> **Task requirements**
- A) Answer these questions using the passage on baseball winning streaks, one per line:
(i) How many games did the 1938 Yankees win?
(ii) How many games did the Yankees win between June 23 and August 30, and out of how many played?
(iii) In which years did the Philadelphia Athletics win their three consecutive pennants?
- B) Summarize the passage on baseball winning streaks in two sentences.
- C) Reproduce the part of the passage on baseball winning streaks starting at "But four teams" and ending at "American League pennant.".

> **Text segment**

==========

But four teams that were at the heart of dynasties by measure of winning successive pennants by decisive margins, excelling in all facets of the game, and dominating their league were virtually unbeatable for consecutive months.  One of the most impressive winning stretches was by the 1938 Yankees--the only one of Manager Joe McCarthy's seven pennant-winners with either Gehrig or DiMaggio (or both) on the roster not to win 100 games; they won 99.  (McCarthy's 1943 pennant-winning Yankees won 98 games, but Gehrig was tragically gone and DiMaggio and a host of his teammates were in the service in the first season that World War II had a big impact on major league rosters.)  Favored with obviously superior talent, the McCarthy Yankees almost every season went on an impressive summer surge to put a stake through the hopes of would-be contenders for the American League pennant.

The 1938 Yankees, however, actually found themselves in the midst of a real pennant race with Cleveland and Boston through July.  But from June 23 through August 30, the Yankees won 54 of 67 games (.806) to open up a 15-game lead, never once losing more than one game at a time.  You read right:  for more than two months that year--68 days to be precise--the longest losing streak the Yankees endured was one game--13 times.  The Yankees did not lose consecutive games again until the last day of August and the first day of September.  For the season, the Yankees outscored their opponents by 36 percent (scoring an average of 6.2 runs-per-game to their opponents' 4.5), but during the 68 games they played between June 23 and August 30 (one of which ended in a tie), the Yankees scored 77 percent more runs than they surrendered (528 to 299) for an average score of 7.8 to 4.4.  Twenty-six of their 54 wins were by blowout margins of five runs or more, including all nine games of a winning streak from June 25 to July 4, and in 21 of their victories they held the opposing team to two runs or less, including five shutouts.

The team that interrupted the earlier Ruth-Gehrig Yankees' reign of terror with three consecutive run-away pennants from 1929 to 1931 was the Philadelphia Athletics.  Connie Mack's second dynasty (not to be confused with his first from 1910 to 1914) had each of their pennants essentially secured by the beginning of August.  In 1929, the Athletics won 39 of their first 50 games (.780)--never losing more than one at a time--between the start of the season on April 17 and June 15, before enduring their first two-game losing streak just two days shy of two months.  In 1931, after opening the season with five losses in their first seven games, the Athletics went two full months without losing consecutive games, posting a 41-8 (.837) record from April 22 to June 23, including 17 in a row in May.  That two-month stretch, however, left Philadelphia only 2-1/2 games ahead of the Washington Nationals, and it wasn't until 17 wins in 18 games from the middle to the end of July that Mack's men put the pennant out of reach for Washington, not to mention McCarthy's Yankees.  With stellar pitching and the most imposing line-up any side of New York's, the Athletics outscored their opponents by a phenomenal 80 percent (323 to 179) during that two month stretch in 1931.

==========

> **Listed entries**
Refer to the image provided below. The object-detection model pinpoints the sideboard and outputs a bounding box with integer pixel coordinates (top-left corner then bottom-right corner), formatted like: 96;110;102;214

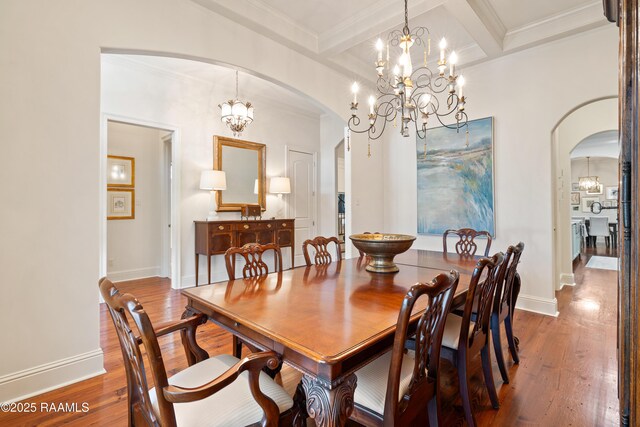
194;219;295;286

==========

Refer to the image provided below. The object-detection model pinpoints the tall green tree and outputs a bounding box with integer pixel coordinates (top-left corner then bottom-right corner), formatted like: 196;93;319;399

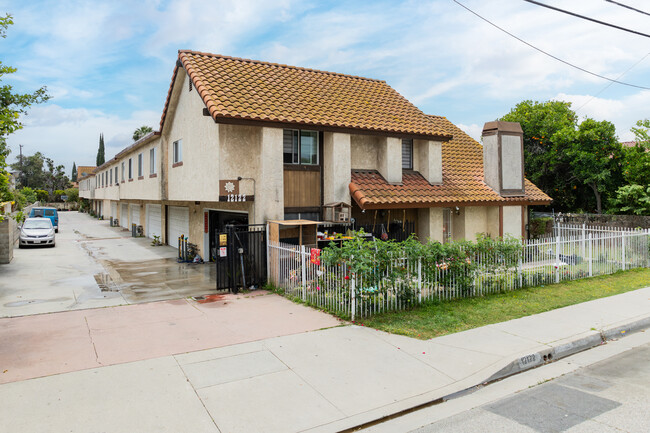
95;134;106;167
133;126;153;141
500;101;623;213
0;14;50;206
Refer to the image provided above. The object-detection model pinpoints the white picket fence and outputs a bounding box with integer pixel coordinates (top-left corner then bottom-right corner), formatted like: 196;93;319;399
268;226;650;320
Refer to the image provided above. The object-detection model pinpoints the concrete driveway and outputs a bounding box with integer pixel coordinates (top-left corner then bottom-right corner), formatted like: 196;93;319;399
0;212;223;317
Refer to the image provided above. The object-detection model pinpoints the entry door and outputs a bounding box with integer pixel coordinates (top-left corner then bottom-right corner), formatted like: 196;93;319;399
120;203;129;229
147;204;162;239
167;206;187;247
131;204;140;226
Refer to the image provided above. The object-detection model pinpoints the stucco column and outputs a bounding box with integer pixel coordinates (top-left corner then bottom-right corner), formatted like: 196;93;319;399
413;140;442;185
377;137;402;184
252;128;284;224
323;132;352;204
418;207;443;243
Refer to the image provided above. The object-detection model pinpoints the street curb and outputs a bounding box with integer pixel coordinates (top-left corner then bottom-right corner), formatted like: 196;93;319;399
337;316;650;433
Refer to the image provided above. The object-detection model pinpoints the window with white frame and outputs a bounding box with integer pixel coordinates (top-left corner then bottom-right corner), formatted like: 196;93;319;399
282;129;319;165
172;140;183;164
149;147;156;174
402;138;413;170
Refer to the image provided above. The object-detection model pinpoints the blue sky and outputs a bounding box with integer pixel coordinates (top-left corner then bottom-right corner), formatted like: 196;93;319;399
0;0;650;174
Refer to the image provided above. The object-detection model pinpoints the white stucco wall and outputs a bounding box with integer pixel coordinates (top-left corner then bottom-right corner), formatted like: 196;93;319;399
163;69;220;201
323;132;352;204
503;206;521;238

==========

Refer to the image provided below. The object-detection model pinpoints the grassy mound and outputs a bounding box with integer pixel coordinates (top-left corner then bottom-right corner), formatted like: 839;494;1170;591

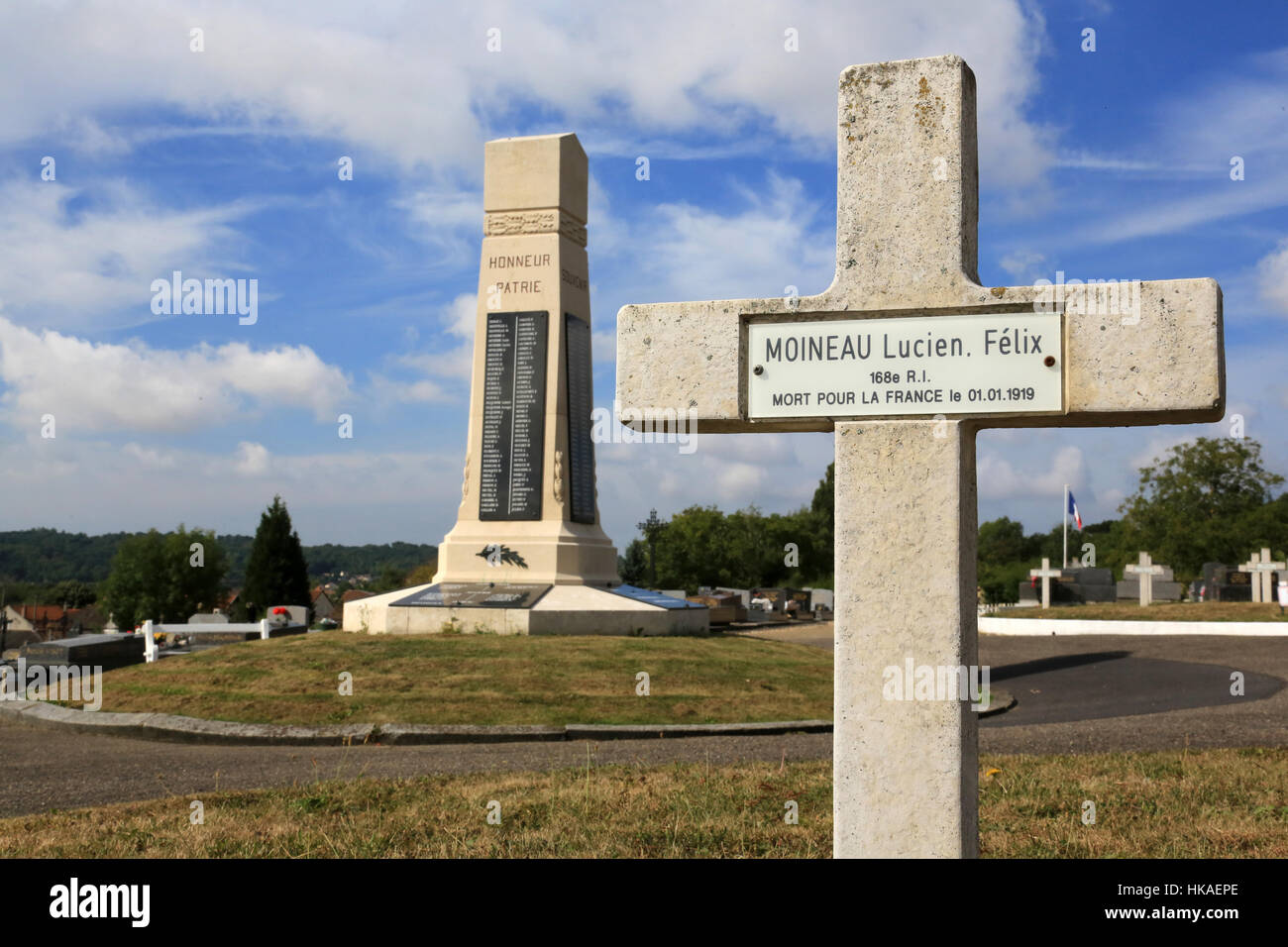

==========

> **Task solutions**
- A)
(i) 99
(ii) 54 of 67
(iii) 1929 to 1931

- B) From June 23 through August 30, the 1938 Yankees won 54 of 67 games and opened up a 15-game lead, never losing more than one game at a time. Connie Mack's Philadelphia Athletics won three consecutive pennants from 1929 to 1931, and in 1931 they posted a 41-8 record from April 22 to June 23.

- C)
But four teams that were at the heart of dynasties by measure of winning successive pennants by decisive margins, excelling in all facets of the game, and dominating their league were virtually unbeatable for consecutive months.  One of the most impressive winning stretches was by the 1938 Yankees--the only one of Manager Joe McCarthy's seven pennant-winners with either Gehrig or DiMaggio (or both) on the roster not to win 100 games; they won 99.  (McCarthy's 1943 pennant-winning Yankees won 98 games, but Gehrig was tragically gone and DiMaggio and a host of his teammates were in the service in the first season that World War II had a big impact on major league rosters.)  Favored with obviously superior talent, the McCarthy Yankees almost every season went on an impressive summer surge to put a stake through the hopes of would-be contenders for the American League pennant.